+++ Extrait du texte

L’idée du van est arrivée ensuite. Au départ, je pensais prendre ma voiture, et j’ai commencé à imaginer me rendre à Lille… ça fait loin pour y aller en voiture et il faut se loger.
C’est là que je me suis dit…
« « Allez je pousse le truc jusqu’au bout ! C’est méga la mode de la vanlife, pourquoi je ne prends pas un van, j’en fais un camion studio et je vais visiter les lieux avec… Et, par la même occasion, je quitte tout : ma maison, mon emploi… et je fais ça full pendant une année !»
© Romain Vix
Quelles ont été les différentes étapes de ta préparation en amont ?
Il y en a eu beaucoup. Quasiment un an et demi de préparation avant de partir, ce qui est énorme.
Il y a eu toute la partie van : l’achat, la réhabilitation (surtout qu’il était bien pourri). On a fait le plus gros des travaux en 12 jours, en s’y mettant de 8h à 20h tous les jours pendant les vacances, pour faire les meubles sur-mesure, la plomberie, l’isolation etc. On a fait ça avec mon beau-frère Ivan qui retape des maisons, à Terra Flor, un écolieu à côté de Cazère.
Ensuite, le boulot est devenu vraiment collectif, une cinquantaine de potes m’ont aidée : entre ceux qui ont collé deux planches et ceux qui ont fait toute la peinture… Tout le monde venait filer un coup de main ! Cette partie là des finitions a duré 4 mois (finitions de peintures, portes de placards…), on le faisait sur notre temps libre, en parallèle du boulot.

++++++
+++ Extraits de données

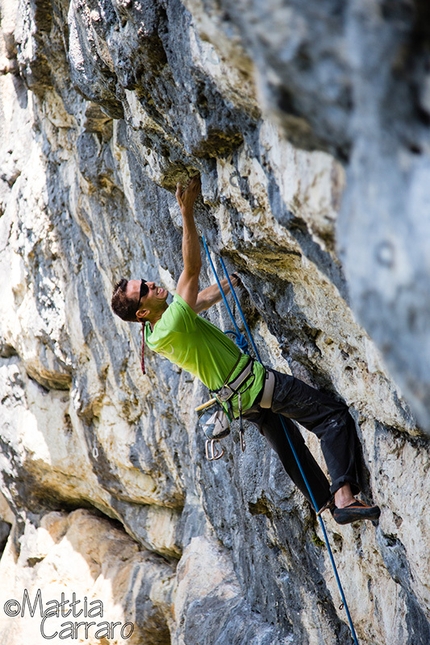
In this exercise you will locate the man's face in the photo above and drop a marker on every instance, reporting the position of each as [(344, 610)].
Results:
[(155, 297)]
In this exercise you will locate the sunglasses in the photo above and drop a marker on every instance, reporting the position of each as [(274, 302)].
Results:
[(144, 289)]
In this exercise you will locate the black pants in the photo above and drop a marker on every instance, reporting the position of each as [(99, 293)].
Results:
[(327, 418)]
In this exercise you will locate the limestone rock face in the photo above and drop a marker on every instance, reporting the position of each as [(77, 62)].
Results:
[(106, 495)]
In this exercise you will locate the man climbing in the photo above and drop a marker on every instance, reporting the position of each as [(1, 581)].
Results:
[(196, 345)]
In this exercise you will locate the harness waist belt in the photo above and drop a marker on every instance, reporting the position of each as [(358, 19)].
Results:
[(269, 385), (229, 389)]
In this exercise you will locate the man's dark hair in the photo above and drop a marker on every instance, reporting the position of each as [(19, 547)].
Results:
[(122, 305)]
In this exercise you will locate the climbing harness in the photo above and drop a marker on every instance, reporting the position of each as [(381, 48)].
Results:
[(267, 398)]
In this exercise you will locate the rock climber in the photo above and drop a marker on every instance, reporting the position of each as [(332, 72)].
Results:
[(177, 332)]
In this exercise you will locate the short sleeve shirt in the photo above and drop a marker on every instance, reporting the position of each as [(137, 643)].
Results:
[(199, 347)]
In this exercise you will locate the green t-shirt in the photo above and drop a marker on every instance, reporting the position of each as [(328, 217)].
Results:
[(196, 345)]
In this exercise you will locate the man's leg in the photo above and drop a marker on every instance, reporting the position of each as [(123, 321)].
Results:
[(331, 422), (328, 419), (271, 428)]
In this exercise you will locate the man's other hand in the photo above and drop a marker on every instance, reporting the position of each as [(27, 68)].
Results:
[(188, 195)]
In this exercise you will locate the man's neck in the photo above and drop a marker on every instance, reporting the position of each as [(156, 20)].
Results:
[(154, 317)]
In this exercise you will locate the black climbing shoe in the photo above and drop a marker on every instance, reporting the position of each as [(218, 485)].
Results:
[(356, 511), (327, 506)]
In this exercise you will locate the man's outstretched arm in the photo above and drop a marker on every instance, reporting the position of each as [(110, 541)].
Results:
[(188, 283)]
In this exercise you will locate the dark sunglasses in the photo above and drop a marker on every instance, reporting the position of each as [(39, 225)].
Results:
[(144, 289)]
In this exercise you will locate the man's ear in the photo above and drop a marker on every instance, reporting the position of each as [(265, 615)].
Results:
[(141, 314)]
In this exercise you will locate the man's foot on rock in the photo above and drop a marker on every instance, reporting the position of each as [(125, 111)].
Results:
[(356, 511)]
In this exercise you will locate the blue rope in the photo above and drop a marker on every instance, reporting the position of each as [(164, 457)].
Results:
[(293, 450), (240, 339)]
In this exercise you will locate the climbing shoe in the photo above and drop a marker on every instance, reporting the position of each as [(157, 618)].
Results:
[(327, 506), (356, 511)]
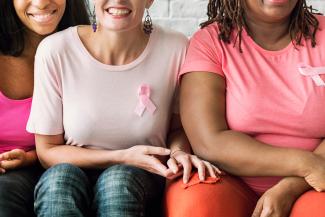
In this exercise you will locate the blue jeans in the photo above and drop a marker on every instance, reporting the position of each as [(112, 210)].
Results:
[(16, 191), (120, 190)]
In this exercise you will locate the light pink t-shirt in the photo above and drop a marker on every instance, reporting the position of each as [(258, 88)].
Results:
[(94, 104), (13, 118), (266, 95)]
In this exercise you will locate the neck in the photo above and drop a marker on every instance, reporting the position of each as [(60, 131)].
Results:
[(269, 35), (118, 48), (32, 41)]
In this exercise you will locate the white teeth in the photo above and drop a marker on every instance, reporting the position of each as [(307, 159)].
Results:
[(42, 17), (118, 12)]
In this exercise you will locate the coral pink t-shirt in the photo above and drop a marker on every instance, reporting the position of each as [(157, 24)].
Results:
[(13, 119), (267, 96)]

++++++

* Objectif 1: Selon l'extrait du texte, en combien de jours le plus gros des travaux du van a-t-il été réalisé ?
* Objectif 2: Reproduisez à l'identique les lignes des entrées, du début des entrées jusqu'à la ligne contenant « [(106, 495)] » incluse. Omettez les images dans votre réponse.

* Réponse 1: En 12 jours.

* Réponse 2:
In this exercise you will locate the man's face in the photo above and drop a marker on every instance, reporting the position of each as [(344, 610)].
Results:
[(155, 297)]
In this exercise you will locate the sunglasses in the photo above and drop a marker on every instance, reporting the position of each as [(274, 302)].
Results:
[(144, 289)]
In this exercise you will locate the black pants in the photo above and drop a marker on every instance, reporting the position of each as [(99, 293)].
Results:
[(327, 418)]
In this exercise you will locate the limestone rock face in the photo above and drop a marker on every instance, reporting the position of each as [(77, 62)].
Results:
[(106, 495)]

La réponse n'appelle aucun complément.